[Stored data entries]
'''

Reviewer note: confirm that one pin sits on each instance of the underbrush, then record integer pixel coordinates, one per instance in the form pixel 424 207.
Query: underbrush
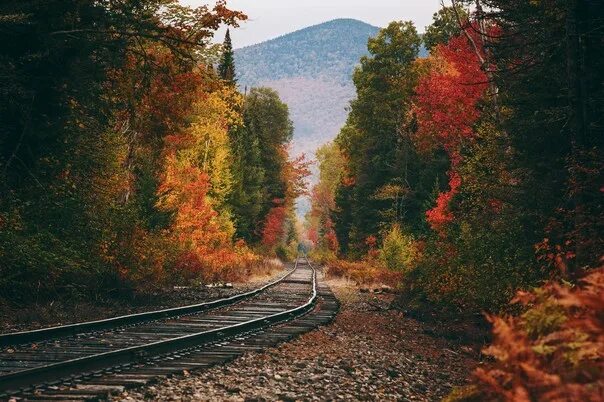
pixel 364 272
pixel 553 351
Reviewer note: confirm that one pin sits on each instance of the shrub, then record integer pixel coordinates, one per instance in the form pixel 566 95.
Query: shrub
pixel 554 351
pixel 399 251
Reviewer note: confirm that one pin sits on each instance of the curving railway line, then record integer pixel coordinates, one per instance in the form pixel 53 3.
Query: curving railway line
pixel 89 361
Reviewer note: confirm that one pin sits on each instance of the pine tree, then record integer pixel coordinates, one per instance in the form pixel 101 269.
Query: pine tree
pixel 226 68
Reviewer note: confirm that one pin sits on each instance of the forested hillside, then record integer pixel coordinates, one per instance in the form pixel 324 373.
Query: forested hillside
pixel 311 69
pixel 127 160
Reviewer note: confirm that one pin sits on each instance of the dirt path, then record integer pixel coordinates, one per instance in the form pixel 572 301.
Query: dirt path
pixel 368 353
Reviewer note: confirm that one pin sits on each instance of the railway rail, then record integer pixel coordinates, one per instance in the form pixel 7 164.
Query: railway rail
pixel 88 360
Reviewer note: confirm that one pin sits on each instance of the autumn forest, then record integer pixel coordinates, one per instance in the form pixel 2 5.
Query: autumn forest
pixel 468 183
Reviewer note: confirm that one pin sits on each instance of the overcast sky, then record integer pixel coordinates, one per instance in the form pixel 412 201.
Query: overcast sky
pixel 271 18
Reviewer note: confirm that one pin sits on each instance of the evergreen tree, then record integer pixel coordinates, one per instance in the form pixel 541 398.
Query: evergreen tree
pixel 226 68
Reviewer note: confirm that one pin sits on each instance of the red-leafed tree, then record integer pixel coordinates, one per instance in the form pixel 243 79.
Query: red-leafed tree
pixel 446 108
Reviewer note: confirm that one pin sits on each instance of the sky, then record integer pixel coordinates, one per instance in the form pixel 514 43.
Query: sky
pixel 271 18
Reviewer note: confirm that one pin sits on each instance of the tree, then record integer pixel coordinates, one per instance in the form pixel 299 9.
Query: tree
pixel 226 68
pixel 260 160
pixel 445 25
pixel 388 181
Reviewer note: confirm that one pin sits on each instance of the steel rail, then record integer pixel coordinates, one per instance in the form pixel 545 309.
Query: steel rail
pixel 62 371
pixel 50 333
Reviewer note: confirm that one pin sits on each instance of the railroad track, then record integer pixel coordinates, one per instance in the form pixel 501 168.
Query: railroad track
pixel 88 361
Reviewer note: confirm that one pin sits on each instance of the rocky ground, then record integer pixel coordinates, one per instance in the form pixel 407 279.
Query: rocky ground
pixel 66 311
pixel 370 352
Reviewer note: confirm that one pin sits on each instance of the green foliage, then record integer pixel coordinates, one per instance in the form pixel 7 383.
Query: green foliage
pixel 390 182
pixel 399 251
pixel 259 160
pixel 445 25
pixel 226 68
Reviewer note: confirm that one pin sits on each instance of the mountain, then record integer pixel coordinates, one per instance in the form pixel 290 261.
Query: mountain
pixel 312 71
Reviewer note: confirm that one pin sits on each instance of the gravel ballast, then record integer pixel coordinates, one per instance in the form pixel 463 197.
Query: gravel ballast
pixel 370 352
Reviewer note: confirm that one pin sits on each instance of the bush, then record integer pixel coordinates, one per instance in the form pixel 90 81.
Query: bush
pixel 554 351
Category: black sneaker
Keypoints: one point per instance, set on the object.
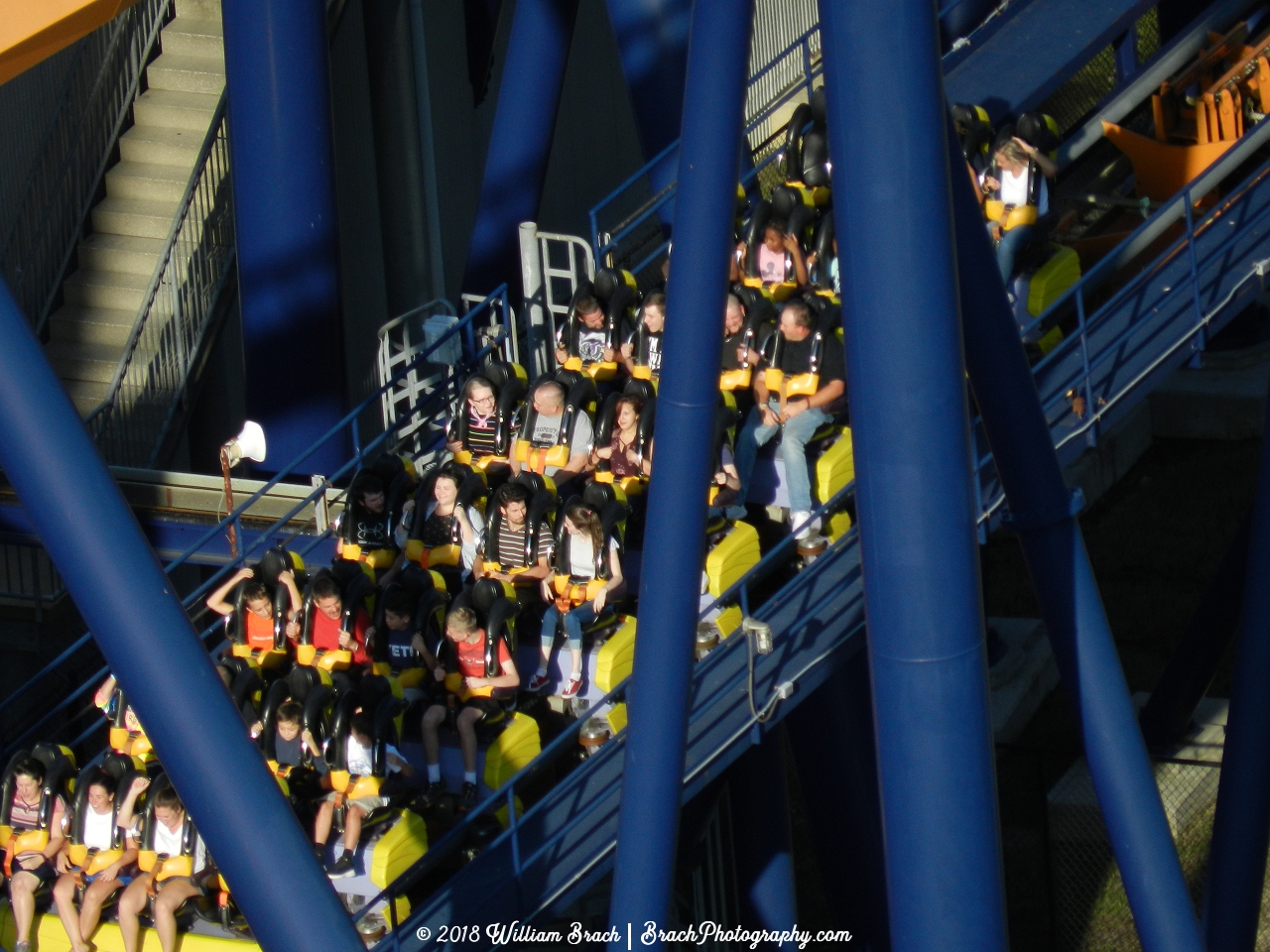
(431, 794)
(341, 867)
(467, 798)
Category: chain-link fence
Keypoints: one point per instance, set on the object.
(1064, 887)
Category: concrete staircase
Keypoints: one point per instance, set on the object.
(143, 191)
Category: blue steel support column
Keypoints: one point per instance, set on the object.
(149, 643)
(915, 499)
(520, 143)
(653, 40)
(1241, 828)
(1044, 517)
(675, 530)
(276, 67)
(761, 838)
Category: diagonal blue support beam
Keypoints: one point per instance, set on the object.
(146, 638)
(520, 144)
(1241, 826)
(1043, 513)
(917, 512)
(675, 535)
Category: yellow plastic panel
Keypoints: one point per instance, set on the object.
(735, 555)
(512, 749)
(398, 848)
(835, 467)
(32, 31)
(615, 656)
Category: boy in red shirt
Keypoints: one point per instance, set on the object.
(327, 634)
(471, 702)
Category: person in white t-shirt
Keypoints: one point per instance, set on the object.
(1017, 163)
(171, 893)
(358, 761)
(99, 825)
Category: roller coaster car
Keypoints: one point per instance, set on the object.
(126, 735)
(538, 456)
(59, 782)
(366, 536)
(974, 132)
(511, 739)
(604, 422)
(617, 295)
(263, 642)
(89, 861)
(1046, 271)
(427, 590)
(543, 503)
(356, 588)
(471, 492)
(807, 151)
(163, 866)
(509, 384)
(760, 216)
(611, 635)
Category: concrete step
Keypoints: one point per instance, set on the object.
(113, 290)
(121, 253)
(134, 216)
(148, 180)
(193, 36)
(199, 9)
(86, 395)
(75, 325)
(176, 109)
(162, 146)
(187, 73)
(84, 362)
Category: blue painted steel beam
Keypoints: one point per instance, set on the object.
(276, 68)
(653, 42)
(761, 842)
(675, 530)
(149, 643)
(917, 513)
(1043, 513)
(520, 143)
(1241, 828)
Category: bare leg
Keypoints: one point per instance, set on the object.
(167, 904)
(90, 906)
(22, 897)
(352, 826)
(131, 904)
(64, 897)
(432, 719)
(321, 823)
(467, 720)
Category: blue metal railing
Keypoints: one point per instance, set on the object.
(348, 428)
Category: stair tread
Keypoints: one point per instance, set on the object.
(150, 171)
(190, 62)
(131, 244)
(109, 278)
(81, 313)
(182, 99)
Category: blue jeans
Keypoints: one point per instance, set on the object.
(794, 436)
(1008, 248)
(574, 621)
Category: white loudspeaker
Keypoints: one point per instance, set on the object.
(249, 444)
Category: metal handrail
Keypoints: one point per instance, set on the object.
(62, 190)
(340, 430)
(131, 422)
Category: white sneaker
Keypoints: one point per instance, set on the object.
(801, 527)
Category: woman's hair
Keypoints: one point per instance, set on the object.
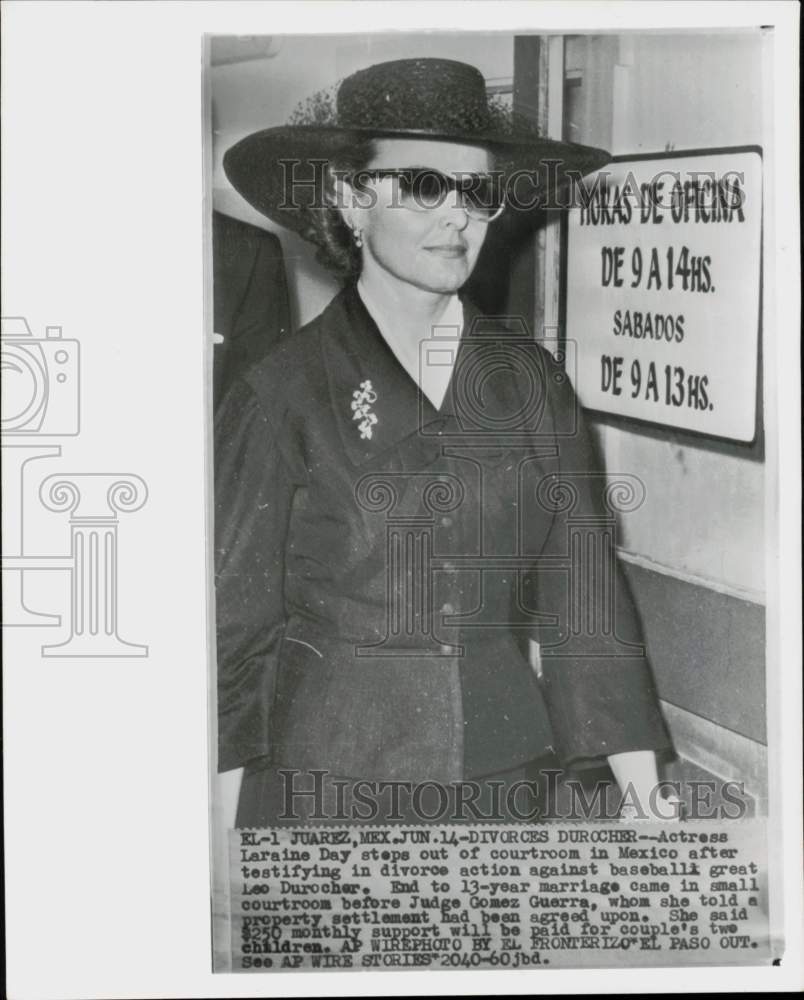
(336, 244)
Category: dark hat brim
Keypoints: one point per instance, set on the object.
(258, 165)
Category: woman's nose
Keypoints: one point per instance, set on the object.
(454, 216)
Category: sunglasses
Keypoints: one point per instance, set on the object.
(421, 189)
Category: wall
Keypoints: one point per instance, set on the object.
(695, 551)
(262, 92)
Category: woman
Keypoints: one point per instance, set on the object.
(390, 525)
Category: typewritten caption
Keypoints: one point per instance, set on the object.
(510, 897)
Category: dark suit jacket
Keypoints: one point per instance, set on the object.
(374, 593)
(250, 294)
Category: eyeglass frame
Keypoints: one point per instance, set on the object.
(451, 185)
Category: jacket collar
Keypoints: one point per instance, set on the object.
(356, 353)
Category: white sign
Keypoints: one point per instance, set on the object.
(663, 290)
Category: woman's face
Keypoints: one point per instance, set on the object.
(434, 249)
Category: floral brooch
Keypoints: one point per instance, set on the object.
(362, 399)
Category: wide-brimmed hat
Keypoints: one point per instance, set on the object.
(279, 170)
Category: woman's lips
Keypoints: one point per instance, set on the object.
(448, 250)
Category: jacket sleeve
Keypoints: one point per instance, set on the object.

'''

• WORK TO BE COMPLETED: Check each line above for the string "shirt", then copy the ones that have it.

• ANSWER:
Category: boy in red shirt
Category: person in white t-shirt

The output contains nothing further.